_Given task_
Copy every line of the entries below word for word, leaving out the pictures.

_Dataset rows_

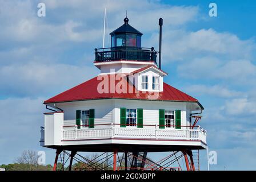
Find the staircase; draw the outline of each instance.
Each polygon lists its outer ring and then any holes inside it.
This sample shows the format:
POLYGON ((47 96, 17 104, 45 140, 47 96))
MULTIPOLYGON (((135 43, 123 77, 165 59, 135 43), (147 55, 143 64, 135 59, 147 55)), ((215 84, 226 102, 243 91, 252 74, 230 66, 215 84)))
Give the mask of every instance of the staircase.
POLYGON ((145 166, 147 152, 133 152, 131 170, 141 170, 145 166))

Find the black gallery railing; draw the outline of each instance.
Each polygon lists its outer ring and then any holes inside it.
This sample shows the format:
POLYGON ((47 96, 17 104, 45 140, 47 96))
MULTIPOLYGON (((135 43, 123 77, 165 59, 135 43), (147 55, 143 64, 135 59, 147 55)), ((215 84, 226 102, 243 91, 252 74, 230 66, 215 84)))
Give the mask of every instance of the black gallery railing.
POLYGON ((154 48, 116 47, 95 49, 95 61, 106 62, 113 60, 138 60, 157 61, 157 53, 154 48))

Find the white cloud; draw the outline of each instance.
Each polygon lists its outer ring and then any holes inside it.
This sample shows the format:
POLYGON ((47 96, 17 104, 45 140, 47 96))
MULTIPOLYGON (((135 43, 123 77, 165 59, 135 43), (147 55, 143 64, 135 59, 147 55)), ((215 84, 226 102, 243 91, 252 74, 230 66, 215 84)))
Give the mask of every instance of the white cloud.
POLYGON ((226 110, 230 115, 241 115, 256 114, 256 102, 249 100, 247 98, 235 98, 226 102, 226 110))
POLYGON ((192 85, 187 86, 186 90, 189 93, 197 95, 206 95, 209 96, 217 96, 224 98, 230 98, 240 96, 242 93, 229 89, 222 85, 215 85, 206 86, 204 85, 192 85))
MULTIPOLYGON (((157 35, 155 36, 157 38, 157 35)), ((247 59, 251 57, 255 48, 253 40, 242 40, 235 35, 218 32, 212 28, 195 32, 166 31, 163 39, 163 57, 166 61, 189 62, 206 56, 222 56, 225 59, 247 59)))
POLYGON ((180 76, 203 80, 228 80, 230 84, 254 84, 256 65, 246 60, 220 60, 211 57, 191 60, 178 66, 180 76))
POLYGON ((0 68, 0 93, 6 96, 49 95, 85 81, 97 72, 92 67, 63 64, 3 66, 0 68))

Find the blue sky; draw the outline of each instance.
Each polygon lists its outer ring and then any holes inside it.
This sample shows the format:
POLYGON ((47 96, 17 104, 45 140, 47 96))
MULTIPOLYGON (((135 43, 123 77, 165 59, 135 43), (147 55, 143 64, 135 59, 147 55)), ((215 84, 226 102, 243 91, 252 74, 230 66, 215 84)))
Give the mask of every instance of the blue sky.
POLYGON ((122 24, 127 10, 130 24, 143 33, 142 46, 157 49, 163 18, 165 81, 204 106, 200 125, 218 154, 211 169, 255 169, 253 1, 0 0, 0 164, 28 149, 45 150, 53 163, 54 151, 39 146, 42 102, 99 73, 94 49, 102 47, 105 7, 107 33, 122 24), (39 2, 46 17, 37 15, 39 2), (208 15, 211 2, 218 17, 208 15))

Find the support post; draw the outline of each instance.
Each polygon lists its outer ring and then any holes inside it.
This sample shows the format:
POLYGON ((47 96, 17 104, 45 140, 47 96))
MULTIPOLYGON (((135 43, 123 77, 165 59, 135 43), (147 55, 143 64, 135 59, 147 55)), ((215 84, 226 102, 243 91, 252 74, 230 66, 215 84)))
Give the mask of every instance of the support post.
POLYGON ((117 170, 117 151, 114 151, 113 155, 113 171, 117 170))
POLYGON ((75 154, 77 154, 76 151, 71 151, 70 161, 69 162, 69 171, 71 171, 71 169, 72 168, 72 163, 73 162, 73 158, 75 155, 75 154))
POLYGON ((190 168, 189 167, 189 159, 187 159, 187 151, 186 150, 183 151, 182 153, 184 155, 184 158, 185 159, 186 167, 187 167, 187 171, 190 171, 190 168))
POLYGON ((191 167, 192 168, 191 171, 195 171, 195 164, 194 164, 194 160, 193 160, 193 155, 192 154, 192 151, 191 150, 187 151, 187 154, 189 156, 189 158, 190 159, 190 164, 191 164, 191 167))
POLYGON ((56 150, 56 156, 55 157, 54 164, 53 165, 53 171, 56 171, 57 167, 58 158, 59 157, 59 154, 61 154, 62 151, 62 150, 61 149, 57 149, 56 150))

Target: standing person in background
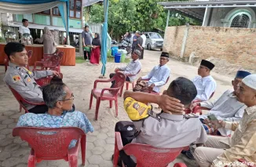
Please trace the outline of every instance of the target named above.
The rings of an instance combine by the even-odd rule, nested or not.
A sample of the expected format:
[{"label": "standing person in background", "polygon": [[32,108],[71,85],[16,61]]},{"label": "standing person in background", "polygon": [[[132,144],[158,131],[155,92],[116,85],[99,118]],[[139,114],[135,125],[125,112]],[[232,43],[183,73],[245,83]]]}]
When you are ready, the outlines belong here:
[{"label": "standing person in background", "polygon": [[43,42],[44,54],[53,54],[55,53],[56,46],[57,45],[54,41],[53,35],[47,27],[44,27],[42,33],[41,38],[37,38],[35,42]]},{"label": "standing person in background", "polygon": [[90,55],[90,62],[93,64],[100,65],[100,55],[101,55],[101,38],[98,33],[95,33],[95,38],[92,42],[93,49]]},{"label": "standing person in background", "polygon": [[135,34],[133,36],[133,44],[132,44],[132,53],[133,53],[136,46],[137,46],[137,34],[138,31],[135,32]]},{"label": "standing person in background", "polygon": [[141,36],[143,39],[143,42],[142,42],[142,50],[141,50],[141,59],[143,59],[143,56],[144,56],[144,49],[145,48],[146,46],[146,35],[145,35],[145,32],[144,31],[142,31],[142,35]]},{"label": "standing person in background", "polygon": [[24,33],[30,34],[30,30],[27,27],[28,26],[28,20],[27,19],[23,19],[22,20],[22,26],[19,27],[19,33],[20,35],[20,38],[22,37],[22,34]]},{"label": "standing person in background", "polygon": [[139,50],[141,53],[143,49],[142,48],[142,43],[143,43],[143,38],[141,37],[141,33],[140,31],[137,32],[137,45],[135,47],[136,50]]},{"label": "standing person in background", "polygon": [[85,26],[85,31],[82,32],[82,46],[84,48],[84,58],[86,61],[90,61],[90,45],[91,45],[91,39],[93,38],[92,34],[90,32],[89,26]]}]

_Output for this task_
Find the staircase; draw the outline of each instance.
Each polygon lists its outer ring and then any holes inside it.
This sample shows the format:
POLYGON ((47 96, 17 104, 45 140, 47 96))
MULTIPOLYGON (((135 43, 123 77, 165 59, 135 43), (147 55, 143 64, 135 59, 147 55)), ((215 84, 226 102, 243 91, 252 74, 230 66, 215 84)))
Give the mask of every instance of the staircase.
POLYGON ((145 166, 147 152, 133 152, 131 170, 141 170, 145 166))

Find the black gallery railing; draw the outline of each instance.
Each polygon lists its outer ring and then any holes inside it.
This sample shows the format:
POLYGON ((47 96, 17 104, 45 140, 47 96))
MULTIPOLYGON (((135 43, 123 77, 165 59, 135 43), (147 55, 143 64, 135 59, 147 55)), ((215 84, 226 102, 243 91, 252 74, 230 66, 215 84)))
Give the mask of every instance of the black gallery railing.
POLYGON ((154 48, 116 47, 95 49, 95 61, 106 62, 113 60, 138 60, 157 61, 157 53, 154 48))

Find the white cloud; draw the outline of each instance.
Each polygon lists its outer ring and then any holes inside it.
This sample shows the format:
POLYGON ((47 96, 17 104, 45 140, 47 96))
MULTIPOLYGON (((135 43, 123 77, 165 59, 135 43), (147 55, 143 64, 135 59, 147 55)), ((215 84, 226 102, 243 91, 252 74, 230 66, 215 84)))
Give the mask of every instance of the white cloud.
POLYGON ((226 110, 230 115, 241 115, 256 114, 256 102, 249 100, 247 98, 235 98, 226 102, 226 110))
POLYGON ((192 85, 187 86, 186 90, 189 93, 197 95, 206 95, 209 96, 217 96, 224 98, 230 98, 240 96, 242 93, 229 89, 222 85, 215 85, 206 86, 204 85, 192 85))
MULTIPOLYGON (((157 35, 155 36, 157 38, 157 35)), ((247 59, 251 57, 255 48, 253 40, 242 40, 235 35, 218 32, 212 28, 195 32, 166 31, 163 39, 163 57, 166 61, 189 62, 206 56, 222 56, 225 59, 247 59)))
POLYGON ((180 76, 203 80, 228 80, 230 84, 254 84, 256 65, 246 60, 220 60, 211 57, 191 60, 178 66, 180 76))
POLYGON ((0 68, 0 93, 6 96, 49 95, 85 81, 97 72, 92 67, 63 64, 3 66, 0 68))

Find the blue sky; draw the outline of each instance.
Each polygon lists its outer ring and then any holes inside it.
This sample shows the format:
POLYGON ((47 96, 17 104, 45 140, 47 96))
MULTIPOLYGON (((135 43, 123 77, 165 59, 135 43), (147 55, 143 64, 135 59, 147 55)), ((215 84, 226 102, 243 91, 252 74, 230 66, 215 84)))
Give the mask of every instance of the blue sky.
POLYGON ((122 24, 127 10, 130 24, 143 33, 142 46, 157 49, 163 18, 165 81, 204 106, 200 125, 218 154, 211 169, 255 169, 253 1, 0 0, 0 164, 28 149, 45 150, 53 163, 54 151, 39 146, 42 102, 99 73, 94 49, 102 47, 105 7, 107 33, 122 24), (39 2, 46 17, 37 15, 39 2), (208 15, 211 2, 218 17, 208 15))

Find the support post; draw the outline of each instance.
Each polygon lists its outer ring and then any holes inside it.
This sample shows the format:
POLYGON ((47 96, 17 104, 45 140, 47 96))
MULTIPOLYGON (((135 43, 123 77, 165 59, 135 43), (147 55, 143 64, 135 59, 147 55)), ((215 84, 226 102, 243 91, 252 74, 230 66, 215 84)))
Give the mask of every instance of the support post.
POLYGON ((117 170, 117 151, 114 151, 113 155, 113 171, 117 170))
POLYGON ((75 154, 77 154, 76 151, 71 151, 70 161, 69 162, 69 171, 71 171, 71 169, 72 168, 72 163, 73 162, 73 158, 75 155, 75 154))
POLYGON ((190 168, 189 167, 189 159, 187 159, 187 151, 186 150, 183 151, 182 153, 184 155, 184 158, 185 159, 186 167, 187 167, 187 171, 190 171, 190 168))
POLYGON ((191 167, 192 168, 191 171, 195 171, 195 164, 194 164, 194 160, 193 160, 193 155, 192 154, 192 151, 191 150, 187 151, 187 154, 189 156, 189 158, 190 159, 190 164, 191 164, 191 167))
POLYGON ((56 150, 56 156, 55 157, 54 164, 53 165, 53 171, 56 171, 57 167, 58 158, 59 157, 59 154, 61 154, 62 151, 62 150, 61 149, 57 149, 56 150))

Target: standing person in background
Please trace the outline of every instance of the target named above.
The rings of an instance combine by the even-odd rule, nested or not.
A sample of the expected format:
[{"label": "standing person in background", "polygon": [[32,108],[71,85],[16,61]]},{"label": "standing person in background", "polygon": [[[132,144],[158,131],[155,92],[116,85],[99,118]],[[139,114],[135,125],[125,112]],[[232,43],[183,73],[245,83]]]}]
When you are ready, the outlines belong here:
[{"label": "standing person in background", "polygon": [[43,42],[44,54],[53,54],[55,53],[56,46],[57,45],[54,41],[53,35],[47,27],[44,27],[42,33],[41,38],[37,38],[35,42]]},{"label": "standing person in background", "polygon": [[90,55],[90,62],[93,64],[100,65],[100,55],[101,55],[101,38],[98,33],[95,33],[95,38],[92,42],[93,49]]},{"label": "standing person in background", "polygon": [[135,34],[133,36],[133,44],[132,44],[132,53],[133,53],[136,46],[137,46],[137,34],[138,31],[135,32]]},{"label": "standing person in background", "polygon": [[141,36],[143,39],[143,42],[142,42],[142,50],[141,50],[141,59],[143,59],[143,56],[144,56],[144,49],[145,48],[146,46],[146,35],[145,35],[145,32],[144,31],[142,31],[142,35]]},{"label": "standing person in background", "polygon": [[24,33],[30,34],[30,30],[27,27],[28,26],[28,20],[27,19],[23,19],[22,20],[22,26],[19,27],[19,33],[20,35],[20,38],[22,37],[22,34]]},{"label": "standing person in background", "polygon": [[139,50],[141,53],[143,49],[142,48],[142,43],[143,43],[143,38],[141,37],[141,33],[140,31],[137,32],[137,45],[135,47],[136,50]]},{"label": "standing person in background", "polygon": [[85,26],[85,31],[82,32],[82,46],[84,48],[84,58],[86,61],[90,61],[90,45],[91,45],[91,39],[93,38],[92,34],[90,32],[89,26]]}]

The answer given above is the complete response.